======== Selection

Holocene

Based on Wikipedia: Holocene

You are living in a geological accident. About 11,700 years ago, the ice retreated, the seas rose, and the planet entered a brief warm spell between glaciations. We call it the Holocene—from the Greek words meaning "entirely new"—and everything humans have ever built, written, or remembered has happened within it.

Every city. Every empire. Every war and every poem. The pyramids, the printing press, the internet. All of it fits inside this narrow window of mild weather, a mere eyeblink in Earth's four-and-a-half-billion-year history.

The Warm Pause Between Ice Ages

Here's the thing most people don't realize about our current era: it's not normal. For most of the past few million years, Earth has been locked in repeating cycles of glaciation—ice ages that bury continents under kilometers of frozen water, punctuated by brief warm periods called interglacials. The Holocene is one of these interglacials. It's a pause, not an ending.

The ice ages haven't stopped. They're just taking a break.

This becomes clearer when you look at the bigger picture. The Holocene and the epoch before it, the Pleistocene, together form what geologists call the Quaternary period—essentially the "Ice Age era" that began about 2.6 million years ago. During the Pleistocene, massive glaciers advanced and retreated dozens of times, reshaping continents, carving out the Great Lakes, and periodically making places like New York and London uninhabitable under miles of ice.

================

Condense the paragraph of the Holocene text that begins "This becomes clearer" into a short bulleted list that keeps its main facts.

======== Dataset records

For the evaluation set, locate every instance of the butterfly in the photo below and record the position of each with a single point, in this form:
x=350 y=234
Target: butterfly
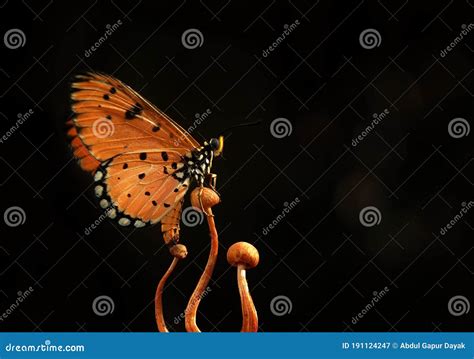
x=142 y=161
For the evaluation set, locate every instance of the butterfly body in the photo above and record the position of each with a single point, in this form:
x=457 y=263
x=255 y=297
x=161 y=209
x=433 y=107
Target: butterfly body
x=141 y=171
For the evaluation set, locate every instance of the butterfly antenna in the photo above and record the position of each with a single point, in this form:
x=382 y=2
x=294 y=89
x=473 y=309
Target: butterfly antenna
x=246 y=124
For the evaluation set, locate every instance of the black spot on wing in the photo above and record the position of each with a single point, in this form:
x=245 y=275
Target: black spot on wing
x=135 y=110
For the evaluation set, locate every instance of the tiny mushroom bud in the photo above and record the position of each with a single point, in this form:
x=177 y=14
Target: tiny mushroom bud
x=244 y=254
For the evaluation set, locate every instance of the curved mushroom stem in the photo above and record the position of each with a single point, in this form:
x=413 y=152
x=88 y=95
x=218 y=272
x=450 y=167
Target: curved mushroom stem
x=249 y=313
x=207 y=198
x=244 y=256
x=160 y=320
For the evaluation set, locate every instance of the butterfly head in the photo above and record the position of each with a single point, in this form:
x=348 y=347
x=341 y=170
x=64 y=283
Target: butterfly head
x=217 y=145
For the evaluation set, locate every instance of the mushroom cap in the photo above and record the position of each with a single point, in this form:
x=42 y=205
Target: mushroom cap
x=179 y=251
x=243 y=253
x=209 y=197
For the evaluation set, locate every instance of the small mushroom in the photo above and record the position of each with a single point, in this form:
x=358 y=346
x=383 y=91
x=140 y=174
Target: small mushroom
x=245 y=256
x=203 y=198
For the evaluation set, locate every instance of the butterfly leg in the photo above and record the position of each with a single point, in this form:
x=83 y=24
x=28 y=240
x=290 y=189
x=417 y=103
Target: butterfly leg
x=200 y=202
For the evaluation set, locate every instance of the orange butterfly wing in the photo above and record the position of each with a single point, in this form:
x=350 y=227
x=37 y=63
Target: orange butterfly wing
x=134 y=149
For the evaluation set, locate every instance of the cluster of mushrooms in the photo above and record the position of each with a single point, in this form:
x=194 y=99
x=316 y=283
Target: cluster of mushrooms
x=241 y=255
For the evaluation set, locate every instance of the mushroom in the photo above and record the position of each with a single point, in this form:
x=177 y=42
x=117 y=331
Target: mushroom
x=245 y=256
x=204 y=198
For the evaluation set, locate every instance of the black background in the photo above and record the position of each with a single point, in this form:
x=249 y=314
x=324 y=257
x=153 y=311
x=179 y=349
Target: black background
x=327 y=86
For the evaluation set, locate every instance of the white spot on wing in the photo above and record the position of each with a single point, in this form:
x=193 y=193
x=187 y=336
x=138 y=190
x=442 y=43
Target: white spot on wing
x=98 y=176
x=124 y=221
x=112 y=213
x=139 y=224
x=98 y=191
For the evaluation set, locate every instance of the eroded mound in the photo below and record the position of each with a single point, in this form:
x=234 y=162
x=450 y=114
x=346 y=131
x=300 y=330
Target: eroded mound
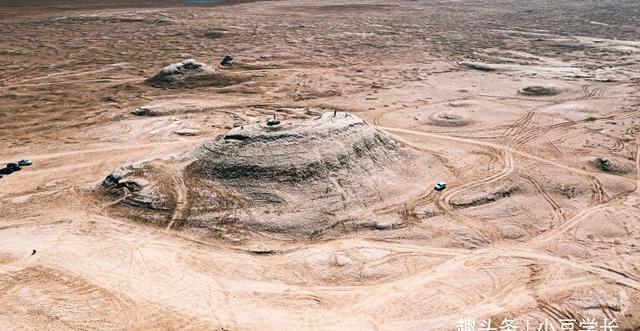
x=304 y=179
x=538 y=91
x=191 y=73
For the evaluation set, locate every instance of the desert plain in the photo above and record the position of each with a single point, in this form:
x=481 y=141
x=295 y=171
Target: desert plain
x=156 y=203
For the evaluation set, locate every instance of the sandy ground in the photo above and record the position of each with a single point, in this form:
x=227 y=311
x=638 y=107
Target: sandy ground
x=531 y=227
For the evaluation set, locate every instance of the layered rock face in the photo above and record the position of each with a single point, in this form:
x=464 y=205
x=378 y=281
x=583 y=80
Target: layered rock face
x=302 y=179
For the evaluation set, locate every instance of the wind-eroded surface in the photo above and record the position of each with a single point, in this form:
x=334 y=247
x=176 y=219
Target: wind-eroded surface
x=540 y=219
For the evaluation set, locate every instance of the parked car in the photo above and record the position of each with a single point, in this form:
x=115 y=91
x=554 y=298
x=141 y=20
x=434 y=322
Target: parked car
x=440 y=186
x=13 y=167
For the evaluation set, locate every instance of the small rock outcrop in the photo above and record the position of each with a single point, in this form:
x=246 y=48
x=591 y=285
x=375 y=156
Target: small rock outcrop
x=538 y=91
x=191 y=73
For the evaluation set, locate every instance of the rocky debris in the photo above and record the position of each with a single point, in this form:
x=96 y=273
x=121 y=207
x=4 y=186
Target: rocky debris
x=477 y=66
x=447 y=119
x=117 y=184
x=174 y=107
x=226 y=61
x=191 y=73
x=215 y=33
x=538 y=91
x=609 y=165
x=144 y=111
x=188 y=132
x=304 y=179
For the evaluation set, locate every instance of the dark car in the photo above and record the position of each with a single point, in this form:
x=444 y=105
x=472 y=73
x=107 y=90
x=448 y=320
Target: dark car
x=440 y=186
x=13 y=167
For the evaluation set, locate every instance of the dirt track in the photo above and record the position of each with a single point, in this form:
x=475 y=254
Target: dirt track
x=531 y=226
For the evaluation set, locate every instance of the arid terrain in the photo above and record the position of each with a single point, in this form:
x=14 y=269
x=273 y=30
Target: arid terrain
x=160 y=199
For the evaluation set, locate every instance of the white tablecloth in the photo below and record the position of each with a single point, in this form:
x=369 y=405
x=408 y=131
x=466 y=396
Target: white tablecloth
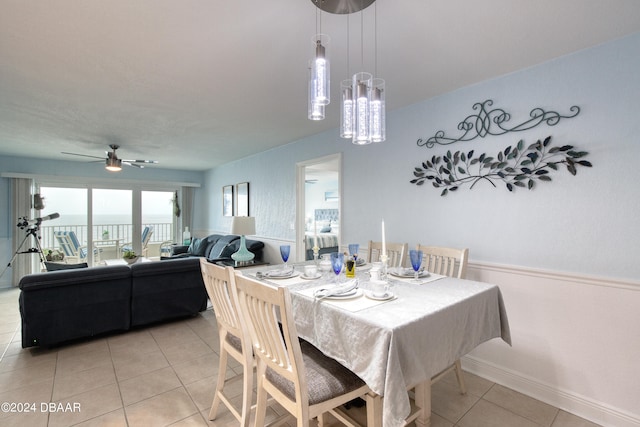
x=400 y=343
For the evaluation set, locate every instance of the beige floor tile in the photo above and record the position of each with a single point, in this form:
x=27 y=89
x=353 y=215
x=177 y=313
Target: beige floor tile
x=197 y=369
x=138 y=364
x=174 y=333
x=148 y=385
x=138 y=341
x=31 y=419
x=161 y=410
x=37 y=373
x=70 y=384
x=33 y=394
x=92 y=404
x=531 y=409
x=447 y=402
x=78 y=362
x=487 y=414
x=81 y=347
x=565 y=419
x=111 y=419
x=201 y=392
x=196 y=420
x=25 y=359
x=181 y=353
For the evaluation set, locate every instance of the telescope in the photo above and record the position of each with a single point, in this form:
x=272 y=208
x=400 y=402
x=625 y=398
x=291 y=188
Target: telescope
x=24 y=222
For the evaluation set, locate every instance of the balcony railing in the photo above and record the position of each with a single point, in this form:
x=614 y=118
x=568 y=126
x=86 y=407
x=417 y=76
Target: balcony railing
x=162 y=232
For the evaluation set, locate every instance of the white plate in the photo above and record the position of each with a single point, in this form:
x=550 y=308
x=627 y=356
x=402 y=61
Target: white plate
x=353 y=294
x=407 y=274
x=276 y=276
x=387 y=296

================
======== Dataset records

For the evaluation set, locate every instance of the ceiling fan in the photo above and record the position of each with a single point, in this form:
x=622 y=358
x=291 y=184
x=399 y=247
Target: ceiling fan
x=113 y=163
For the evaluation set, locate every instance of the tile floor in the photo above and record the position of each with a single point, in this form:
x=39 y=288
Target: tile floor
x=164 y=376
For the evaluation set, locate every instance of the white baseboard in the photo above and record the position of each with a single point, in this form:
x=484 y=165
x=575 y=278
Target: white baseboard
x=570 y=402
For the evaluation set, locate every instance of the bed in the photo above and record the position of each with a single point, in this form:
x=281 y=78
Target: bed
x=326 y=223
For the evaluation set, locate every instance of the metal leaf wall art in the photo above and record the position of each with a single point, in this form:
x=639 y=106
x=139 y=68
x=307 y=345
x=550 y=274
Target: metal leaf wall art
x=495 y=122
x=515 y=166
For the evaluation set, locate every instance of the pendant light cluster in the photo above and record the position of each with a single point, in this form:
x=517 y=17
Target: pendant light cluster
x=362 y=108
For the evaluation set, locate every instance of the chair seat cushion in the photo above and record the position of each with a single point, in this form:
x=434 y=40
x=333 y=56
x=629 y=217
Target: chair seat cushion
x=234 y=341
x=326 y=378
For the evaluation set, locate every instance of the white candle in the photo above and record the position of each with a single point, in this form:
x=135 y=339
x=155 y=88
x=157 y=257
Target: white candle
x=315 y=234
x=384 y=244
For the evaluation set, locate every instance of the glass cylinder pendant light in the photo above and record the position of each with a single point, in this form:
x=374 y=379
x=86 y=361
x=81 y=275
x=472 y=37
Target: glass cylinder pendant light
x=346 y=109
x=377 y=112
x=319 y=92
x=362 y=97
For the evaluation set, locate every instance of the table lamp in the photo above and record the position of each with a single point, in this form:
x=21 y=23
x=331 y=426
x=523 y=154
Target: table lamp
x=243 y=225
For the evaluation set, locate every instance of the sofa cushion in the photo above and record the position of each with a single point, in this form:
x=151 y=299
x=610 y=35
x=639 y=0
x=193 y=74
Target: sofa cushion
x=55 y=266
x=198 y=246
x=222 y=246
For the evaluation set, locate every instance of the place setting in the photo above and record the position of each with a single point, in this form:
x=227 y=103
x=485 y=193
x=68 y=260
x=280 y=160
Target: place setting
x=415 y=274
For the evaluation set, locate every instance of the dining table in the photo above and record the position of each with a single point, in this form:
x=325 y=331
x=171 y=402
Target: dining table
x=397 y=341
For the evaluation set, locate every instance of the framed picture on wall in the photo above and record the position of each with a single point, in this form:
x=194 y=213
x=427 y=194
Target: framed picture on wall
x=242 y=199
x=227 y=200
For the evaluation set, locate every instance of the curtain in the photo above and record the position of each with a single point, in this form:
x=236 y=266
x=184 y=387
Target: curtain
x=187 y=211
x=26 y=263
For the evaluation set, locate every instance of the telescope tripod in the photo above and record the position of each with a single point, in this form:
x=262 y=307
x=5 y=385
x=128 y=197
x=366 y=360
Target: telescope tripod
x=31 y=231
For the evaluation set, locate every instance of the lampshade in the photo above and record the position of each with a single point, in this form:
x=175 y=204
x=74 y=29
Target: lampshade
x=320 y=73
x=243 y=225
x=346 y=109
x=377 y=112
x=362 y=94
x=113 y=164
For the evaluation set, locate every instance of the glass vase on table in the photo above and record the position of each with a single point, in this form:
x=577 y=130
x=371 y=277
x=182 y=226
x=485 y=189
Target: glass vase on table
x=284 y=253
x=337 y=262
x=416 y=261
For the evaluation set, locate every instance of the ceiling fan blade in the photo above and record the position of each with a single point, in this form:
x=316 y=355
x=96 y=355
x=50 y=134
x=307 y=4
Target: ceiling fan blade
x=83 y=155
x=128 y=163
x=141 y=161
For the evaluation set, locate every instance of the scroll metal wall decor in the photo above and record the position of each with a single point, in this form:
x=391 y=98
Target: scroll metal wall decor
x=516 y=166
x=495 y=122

================

## [Task output]
- The Holocene and the Pleistocene before it together form the Quaternary period.
- The Quaternary is essentially the "Ice Age era" and began about 2.6 million years ago.
- During the Pleistocene, massive glaciers advanced and retreated dozens of times.
- These glaciers reshaped continents, carved out the Great Lakes, and periodically made places like New York and London uninhabitable under miles of ice.